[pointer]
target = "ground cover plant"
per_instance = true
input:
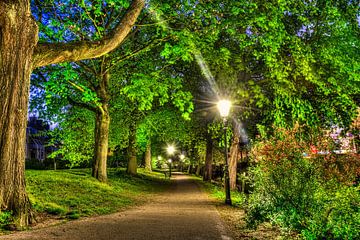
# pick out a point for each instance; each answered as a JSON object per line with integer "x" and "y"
{"x": 314, "y": 196}
{"x": 70, "y": 194}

Your objective ::
Leave out the pictures and repeat everything else in the records exactly.

Written reply ::
[pointer]
target = "ground cover plant"
per_instance = true
input:
# pick out a point for each instance; each answered as a JSON object per line with integer "x" and "y"
{"x": 314, "y": 196}
{"x": 70, "y": 194}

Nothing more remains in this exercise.